INSTRUÇÃO –
Reúna e copie todas as linhas das entradas abaixo em que aparece a palavra "suit".

───── MATERIAL APRESENTADO

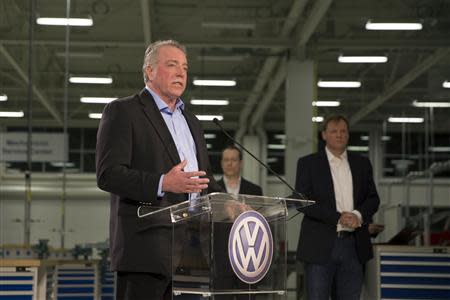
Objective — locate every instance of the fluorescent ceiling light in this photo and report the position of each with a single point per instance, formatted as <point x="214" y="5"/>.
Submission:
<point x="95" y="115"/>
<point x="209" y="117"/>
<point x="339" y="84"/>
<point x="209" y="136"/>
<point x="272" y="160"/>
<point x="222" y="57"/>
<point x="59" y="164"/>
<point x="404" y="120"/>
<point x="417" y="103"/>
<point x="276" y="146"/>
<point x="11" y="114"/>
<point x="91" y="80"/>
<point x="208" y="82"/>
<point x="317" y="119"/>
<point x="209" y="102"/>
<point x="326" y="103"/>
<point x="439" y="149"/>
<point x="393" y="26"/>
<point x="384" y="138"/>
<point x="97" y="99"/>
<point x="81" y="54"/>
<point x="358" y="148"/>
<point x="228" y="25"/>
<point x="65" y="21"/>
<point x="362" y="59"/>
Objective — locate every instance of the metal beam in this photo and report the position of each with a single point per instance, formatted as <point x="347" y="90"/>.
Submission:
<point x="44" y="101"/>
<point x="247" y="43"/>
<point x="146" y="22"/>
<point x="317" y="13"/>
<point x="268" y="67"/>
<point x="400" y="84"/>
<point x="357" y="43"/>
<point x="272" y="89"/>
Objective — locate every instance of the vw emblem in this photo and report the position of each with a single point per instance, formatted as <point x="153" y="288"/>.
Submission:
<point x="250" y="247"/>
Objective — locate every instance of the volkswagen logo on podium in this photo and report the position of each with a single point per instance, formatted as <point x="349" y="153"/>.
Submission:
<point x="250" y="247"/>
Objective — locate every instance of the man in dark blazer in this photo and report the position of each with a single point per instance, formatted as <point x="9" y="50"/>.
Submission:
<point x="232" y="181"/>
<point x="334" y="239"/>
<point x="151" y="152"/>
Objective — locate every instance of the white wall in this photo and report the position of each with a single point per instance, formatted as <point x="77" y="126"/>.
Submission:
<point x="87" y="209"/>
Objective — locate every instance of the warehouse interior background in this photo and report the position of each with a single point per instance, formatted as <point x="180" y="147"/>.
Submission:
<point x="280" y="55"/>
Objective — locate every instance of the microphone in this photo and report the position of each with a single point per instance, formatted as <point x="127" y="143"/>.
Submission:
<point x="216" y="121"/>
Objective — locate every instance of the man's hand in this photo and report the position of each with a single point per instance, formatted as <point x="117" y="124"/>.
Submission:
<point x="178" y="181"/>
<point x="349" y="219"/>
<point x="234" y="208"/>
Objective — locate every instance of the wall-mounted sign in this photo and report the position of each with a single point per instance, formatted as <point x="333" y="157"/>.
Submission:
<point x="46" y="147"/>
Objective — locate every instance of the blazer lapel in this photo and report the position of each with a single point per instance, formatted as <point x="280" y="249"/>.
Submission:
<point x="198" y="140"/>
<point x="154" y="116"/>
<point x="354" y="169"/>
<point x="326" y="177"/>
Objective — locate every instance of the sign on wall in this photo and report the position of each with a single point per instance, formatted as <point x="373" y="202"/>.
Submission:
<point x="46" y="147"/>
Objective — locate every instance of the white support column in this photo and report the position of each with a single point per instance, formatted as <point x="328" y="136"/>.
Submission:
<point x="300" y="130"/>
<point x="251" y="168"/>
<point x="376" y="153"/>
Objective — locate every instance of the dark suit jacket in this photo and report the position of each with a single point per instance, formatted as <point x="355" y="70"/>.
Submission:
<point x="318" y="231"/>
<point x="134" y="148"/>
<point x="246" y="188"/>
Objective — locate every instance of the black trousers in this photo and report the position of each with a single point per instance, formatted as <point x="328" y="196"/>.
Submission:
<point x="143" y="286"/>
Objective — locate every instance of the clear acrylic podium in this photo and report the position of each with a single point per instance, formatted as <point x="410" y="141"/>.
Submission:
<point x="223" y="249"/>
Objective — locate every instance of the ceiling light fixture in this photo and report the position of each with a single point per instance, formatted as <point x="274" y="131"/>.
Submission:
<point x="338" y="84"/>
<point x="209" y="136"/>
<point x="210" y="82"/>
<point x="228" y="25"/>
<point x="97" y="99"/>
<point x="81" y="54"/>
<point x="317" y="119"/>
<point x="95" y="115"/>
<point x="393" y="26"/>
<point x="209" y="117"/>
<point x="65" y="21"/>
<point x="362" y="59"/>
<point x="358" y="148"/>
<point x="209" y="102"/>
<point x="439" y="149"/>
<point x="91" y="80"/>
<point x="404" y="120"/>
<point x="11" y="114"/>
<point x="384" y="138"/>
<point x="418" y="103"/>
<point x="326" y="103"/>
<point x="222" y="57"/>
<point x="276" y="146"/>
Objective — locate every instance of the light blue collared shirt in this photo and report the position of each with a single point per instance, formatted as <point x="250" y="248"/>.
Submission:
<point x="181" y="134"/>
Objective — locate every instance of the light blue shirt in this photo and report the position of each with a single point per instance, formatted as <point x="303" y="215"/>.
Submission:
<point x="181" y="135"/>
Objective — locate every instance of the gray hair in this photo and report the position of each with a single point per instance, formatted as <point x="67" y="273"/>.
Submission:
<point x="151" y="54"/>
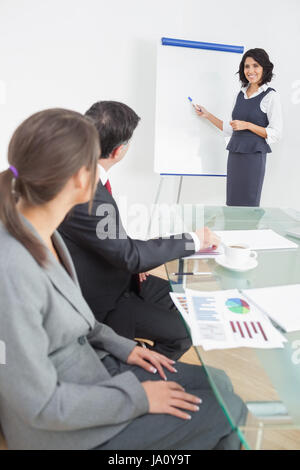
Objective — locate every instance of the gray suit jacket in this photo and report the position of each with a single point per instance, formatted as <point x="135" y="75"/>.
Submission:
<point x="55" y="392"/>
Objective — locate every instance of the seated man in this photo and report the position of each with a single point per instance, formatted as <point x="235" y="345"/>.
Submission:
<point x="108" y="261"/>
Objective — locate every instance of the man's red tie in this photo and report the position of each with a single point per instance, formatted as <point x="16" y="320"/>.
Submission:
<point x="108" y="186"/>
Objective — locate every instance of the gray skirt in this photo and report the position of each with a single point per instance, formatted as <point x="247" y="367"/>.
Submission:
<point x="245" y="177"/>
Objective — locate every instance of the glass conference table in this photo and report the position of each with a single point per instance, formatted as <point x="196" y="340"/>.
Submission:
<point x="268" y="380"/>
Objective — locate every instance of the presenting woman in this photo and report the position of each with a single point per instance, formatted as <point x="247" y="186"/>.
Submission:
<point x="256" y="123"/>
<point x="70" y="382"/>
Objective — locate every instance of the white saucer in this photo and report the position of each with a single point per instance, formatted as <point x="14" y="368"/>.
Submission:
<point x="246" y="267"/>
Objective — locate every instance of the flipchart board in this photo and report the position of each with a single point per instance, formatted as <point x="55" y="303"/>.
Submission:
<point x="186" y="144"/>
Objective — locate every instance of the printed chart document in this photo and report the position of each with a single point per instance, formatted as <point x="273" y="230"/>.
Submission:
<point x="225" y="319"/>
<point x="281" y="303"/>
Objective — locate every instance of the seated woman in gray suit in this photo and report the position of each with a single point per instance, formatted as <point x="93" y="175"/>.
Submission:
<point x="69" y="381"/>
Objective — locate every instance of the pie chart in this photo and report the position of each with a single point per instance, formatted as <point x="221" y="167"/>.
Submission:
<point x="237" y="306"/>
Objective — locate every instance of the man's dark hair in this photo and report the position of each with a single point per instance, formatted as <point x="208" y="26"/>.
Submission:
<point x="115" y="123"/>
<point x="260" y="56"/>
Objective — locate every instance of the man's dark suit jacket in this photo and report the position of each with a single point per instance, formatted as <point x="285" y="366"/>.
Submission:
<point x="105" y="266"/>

──────────
───── MATERIAL APRESENTADO

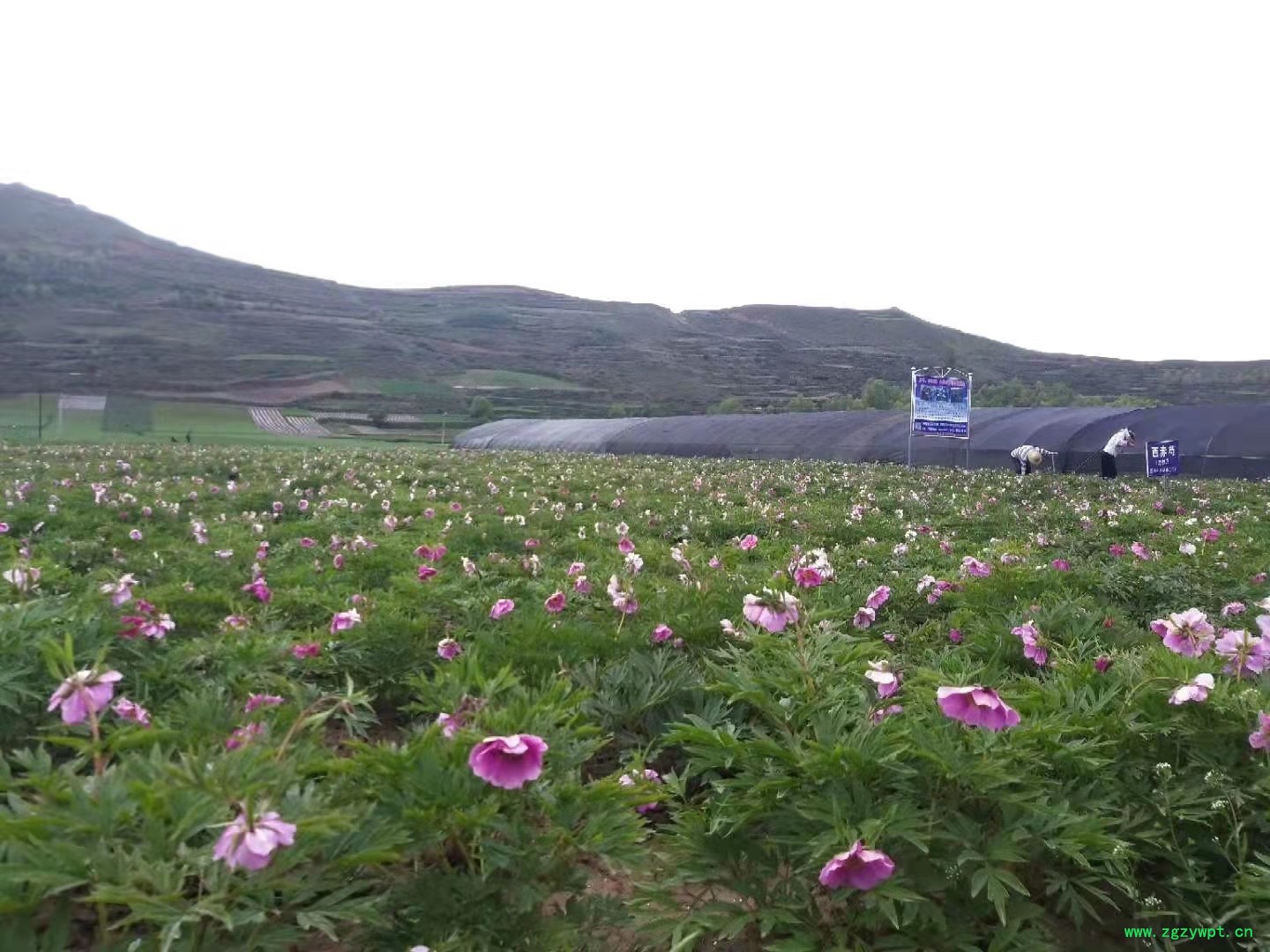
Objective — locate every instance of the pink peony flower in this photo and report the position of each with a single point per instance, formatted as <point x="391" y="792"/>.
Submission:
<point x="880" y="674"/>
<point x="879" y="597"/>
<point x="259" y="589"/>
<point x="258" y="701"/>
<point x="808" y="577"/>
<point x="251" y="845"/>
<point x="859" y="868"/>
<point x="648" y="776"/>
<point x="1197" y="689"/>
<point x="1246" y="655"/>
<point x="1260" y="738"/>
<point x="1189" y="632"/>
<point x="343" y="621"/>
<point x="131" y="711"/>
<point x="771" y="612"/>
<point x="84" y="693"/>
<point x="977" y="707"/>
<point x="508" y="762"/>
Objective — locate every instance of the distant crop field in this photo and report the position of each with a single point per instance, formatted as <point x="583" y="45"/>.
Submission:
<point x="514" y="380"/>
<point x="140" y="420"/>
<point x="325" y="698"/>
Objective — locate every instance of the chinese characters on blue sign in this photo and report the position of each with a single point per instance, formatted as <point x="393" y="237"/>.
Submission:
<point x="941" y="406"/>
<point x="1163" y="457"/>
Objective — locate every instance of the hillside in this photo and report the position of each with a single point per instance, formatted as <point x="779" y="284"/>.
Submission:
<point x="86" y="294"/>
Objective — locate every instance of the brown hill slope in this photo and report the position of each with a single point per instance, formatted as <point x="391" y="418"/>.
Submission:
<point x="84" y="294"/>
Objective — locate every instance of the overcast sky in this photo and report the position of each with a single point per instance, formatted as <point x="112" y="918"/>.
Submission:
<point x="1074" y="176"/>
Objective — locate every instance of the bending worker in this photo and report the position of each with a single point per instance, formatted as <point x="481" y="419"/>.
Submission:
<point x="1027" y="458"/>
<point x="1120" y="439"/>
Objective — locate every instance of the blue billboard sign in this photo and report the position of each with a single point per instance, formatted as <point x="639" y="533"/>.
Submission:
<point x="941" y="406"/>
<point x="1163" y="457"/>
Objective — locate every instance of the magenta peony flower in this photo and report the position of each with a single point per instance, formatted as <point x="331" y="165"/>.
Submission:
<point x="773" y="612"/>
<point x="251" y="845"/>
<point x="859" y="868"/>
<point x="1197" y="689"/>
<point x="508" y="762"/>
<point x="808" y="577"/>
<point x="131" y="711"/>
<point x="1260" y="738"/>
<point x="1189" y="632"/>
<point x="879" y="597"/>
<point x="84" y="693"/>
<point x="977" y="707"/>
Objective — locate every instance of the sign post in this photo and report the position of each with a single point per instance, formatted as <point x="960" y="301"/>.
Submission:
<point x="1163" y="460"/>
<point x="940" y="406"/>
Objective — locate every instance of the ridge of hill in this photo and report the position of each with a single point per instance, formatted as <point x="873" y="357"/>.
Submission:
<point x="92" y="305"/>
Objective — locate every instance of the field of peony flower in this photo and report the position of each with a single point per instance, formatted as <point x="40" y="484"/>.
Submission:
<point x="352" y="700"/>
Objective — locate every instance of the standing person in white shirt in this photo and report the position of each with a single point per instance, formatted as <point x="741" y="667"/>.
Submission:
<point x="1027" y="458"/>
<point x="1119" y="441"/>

──────────

RESULTADO –
Objective — locate every instance of the dark suit jacket in this photo and report the position of each with a single point per instance, formatted as <point x="355" y="70"/>.
Objective — locate every instance of the gray suit jacket in this photo and report the position of each with a single point per instance, formatted as <point x="135" y="75"/>.
Objective — locate every instance of the seated woman in gray suit in this photo and report the position of each with a single point per instance, formatted as <point x="93" y="175"/>.
Objective — locate every instance of the man's dark suit jacket in this photo and report the position of each with a single point per instance, formatted as <point x="285" y="366"/>.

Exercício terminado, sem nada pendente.